## [Dataset content]
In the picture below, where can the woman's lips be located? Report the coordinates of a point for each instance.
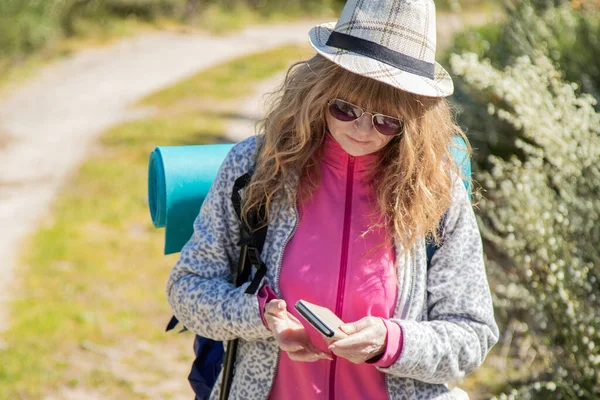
(358, 142)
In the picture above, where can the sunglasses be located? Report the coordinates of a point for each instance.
(346, 112)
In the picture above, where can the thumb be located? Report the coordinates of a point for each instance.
(353, 327)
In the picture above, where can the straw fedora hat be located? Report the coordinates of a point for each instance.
(392, 41)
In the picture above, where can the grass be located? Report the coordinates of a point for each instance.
(90, 307)
(105, 29)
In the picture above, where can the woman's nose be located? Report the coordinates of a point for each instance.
(364, 123)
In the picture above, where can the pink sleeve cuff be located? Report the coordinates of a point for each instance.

## [Task statement]
Starting at the line that contains "In the picture above, where can the grass" and ending at the last line of the records, write out every line again, including the requests. Add 144 to each number in the answer coordinates.

## [Output of the exercise]
In the picture above, where can the grass be located? Report the coordinates of a point for each instance.
(234, 451)
(249, 173)
In the picture above, where can the woman's nose be located? Report the coordinates of a point for each instance.
(508, 267)
In the picture above, where can the pink sleeve cuff be located? Report the coordinates of a point for each instance.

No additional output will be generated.